Tasks and exercises:
- 1) Answer these questions from the memorandum decision:
(a) In which county is the circuit court whose order is being appealed?
(b) Who served as counsel for the DHHR?
(c) Under which rule does the Court say a memorandum decision is appropriate?
- 2) Revise the memorandum decision's passage starting with "This Court has" and going on through "of Appellate Procedure.", writing it out again with "oral argument" changed to "a hearing".

Source excerpt:
----------------------------------------

Supreme Court of West Virginia

February 15, 2019

In re L.T.-1 and L.T.-2

          Kanawha County 18-JA-95 and 18-JA-96

          MEMORANDUM DECISION

         Petitioner Mother A.T., by counsel Michael D. Payne, appeals the Circuit Court of Kanawha County's September 10, 2018, order terminating her parental rights to L.T.-1 and L.T.-2.[1] The West Virginia Department of Health and Human Resources ("DHHR"), by counsel Lee Niezgoda, filed a response in support of the circuit court's order. The guardian ad litem ("guardian"), Mary M. Downey, filed a response on behalf of the children in support of the circuit court's order and a supplemental appendix. On appeal, petitioner argues that the circuit court erred in denying her motion for a post-dispositional improvement period.[2]

         This Court has considered the parties' briefs and the record on appeal. The facts and legal arguments are adequately presented, and the decisional process would not be significantly aided by oral argument. Upon consideration of the standard of review, the briefs, and the record presented, the Court finds no substantial question of law and no prejudicial error. For these reasons, a memorandum decision affirming the circuit court's order is appropriate under Rule 21 of the Rules of Appellate Procedure.

----------------------------------------

Extracted material:

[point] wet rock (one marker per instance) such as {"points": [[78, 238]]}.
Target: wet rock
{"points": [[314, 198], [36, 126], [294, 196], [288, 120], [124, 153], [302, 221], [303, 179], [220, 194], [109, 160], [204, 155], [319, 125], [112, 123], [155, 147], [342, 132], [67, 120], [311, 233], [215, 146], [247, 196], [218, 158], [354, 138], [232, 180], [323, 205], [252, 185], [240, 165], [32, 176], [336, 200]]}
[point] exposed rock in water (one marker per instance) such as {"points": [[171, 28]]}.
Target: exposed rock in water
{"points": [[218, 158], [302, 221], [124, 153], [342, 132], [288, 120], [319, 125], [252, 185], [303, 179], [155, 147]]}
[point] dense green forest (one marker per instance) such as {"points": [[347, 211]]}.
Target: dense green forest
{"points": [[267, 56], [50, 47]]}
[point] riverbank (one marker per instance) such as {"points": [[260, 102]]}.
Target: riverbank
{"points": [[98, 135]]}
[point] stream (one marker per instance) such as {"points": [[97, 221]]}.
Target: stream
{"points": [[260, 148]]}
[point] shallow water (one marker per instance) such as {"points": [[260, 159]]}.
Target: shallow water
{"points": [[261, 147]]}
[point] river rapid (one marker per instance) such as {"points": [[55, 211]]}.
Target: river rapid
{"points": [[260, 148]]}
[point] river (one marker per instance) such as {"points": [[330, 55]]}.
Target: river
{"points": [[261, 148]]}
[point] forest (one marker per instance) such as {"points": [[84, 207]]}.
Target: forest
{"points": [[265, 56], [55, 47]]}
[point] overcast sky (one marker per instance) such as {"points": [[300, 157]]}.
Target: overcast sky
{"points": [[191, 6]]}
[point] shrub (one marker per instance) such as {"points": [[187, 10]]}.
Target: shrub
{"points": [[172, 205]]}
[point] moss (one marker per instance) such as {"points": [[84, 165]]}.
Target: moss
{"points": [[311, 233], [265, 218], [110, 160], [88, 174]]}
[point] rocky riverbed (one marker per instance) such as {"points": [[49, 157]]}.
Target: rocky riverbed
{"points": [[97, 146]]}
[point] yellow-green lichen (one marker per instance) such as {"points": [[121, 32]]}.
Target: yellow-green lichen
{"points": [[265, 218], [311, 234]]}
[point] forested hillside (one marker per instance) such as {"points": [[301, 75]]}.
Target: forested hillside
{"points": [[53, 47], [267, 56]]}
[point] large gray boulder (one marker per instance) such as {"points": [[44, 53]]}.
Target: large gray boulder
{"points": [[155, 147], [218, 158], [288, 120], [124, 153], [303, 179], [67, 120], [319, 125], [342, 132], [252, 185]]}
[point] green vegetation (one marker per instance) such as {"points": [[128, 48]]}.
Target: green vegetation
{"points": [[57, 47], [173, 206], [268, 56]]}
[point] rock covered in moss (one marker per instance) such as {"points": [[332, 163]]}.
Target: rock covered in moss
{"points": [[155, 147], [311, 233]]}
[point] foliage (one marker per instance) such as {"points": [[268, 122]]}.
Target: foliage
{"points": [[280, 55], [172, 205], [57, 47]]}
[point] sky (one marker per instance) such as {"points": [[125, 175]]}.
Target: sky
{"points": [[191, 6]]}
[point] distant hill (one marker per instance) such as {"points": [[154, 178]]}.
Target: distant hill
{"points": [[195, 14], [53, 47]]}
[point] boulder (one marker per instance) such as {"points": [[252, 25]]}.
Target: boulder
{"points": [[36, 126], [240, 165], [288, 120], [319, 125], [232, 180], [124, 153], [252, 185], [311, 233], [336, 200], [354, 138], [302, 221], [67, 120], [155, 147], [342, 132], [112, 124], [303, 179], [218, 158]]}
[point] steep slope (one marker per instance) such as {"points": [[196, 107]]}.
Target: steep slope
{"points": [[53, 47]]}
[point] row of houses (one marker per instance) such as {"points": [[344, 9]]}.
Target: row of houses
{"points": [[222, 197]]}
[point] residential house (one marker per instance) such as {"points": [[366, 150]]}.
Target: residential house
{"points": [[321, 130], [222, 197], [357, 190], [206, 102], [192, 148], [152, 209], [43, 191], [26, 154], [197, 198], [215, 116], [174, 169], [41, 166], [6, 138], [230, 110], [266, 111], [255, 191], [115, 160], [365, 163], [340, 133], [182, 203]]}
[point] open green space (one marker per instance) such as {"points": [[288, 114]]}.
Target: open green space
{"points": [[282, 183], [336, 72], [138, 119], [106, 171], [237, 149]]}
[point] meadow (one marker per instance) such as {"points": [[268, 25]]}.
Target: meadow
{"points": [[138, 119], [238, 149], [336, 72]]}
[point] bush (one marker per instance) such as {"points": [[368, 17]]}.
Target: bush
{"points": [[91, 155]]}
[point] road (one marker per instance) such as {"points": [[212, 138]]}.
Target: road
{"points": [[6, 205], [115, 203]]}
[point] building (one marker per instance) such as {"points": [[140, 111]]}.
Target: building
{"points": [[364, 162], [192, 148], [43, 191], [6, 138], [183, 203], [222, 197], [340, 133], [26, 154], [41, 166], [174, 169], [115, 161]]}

----------------------------------------

Worked answers:
- 1)
(a) Kanawha County
(b) Lee Niezgoda
(c) Rule 21 of the Rules of Appellate Procedure

- 2)
This Court has considered the parties' briefs and the record on appeal. The facts and legal arguments are adequately presented, and the decisional process would not be significantly aided by a hearing. Upon consideration of the standard of review, the briefs, and the record presented, the Court finds no substantial question of law and no prejudicial error. For these reasons, a memorandum decision affirming the circuit court's order is appropriate under Rule 21 of the Rules of Appellate Procedure.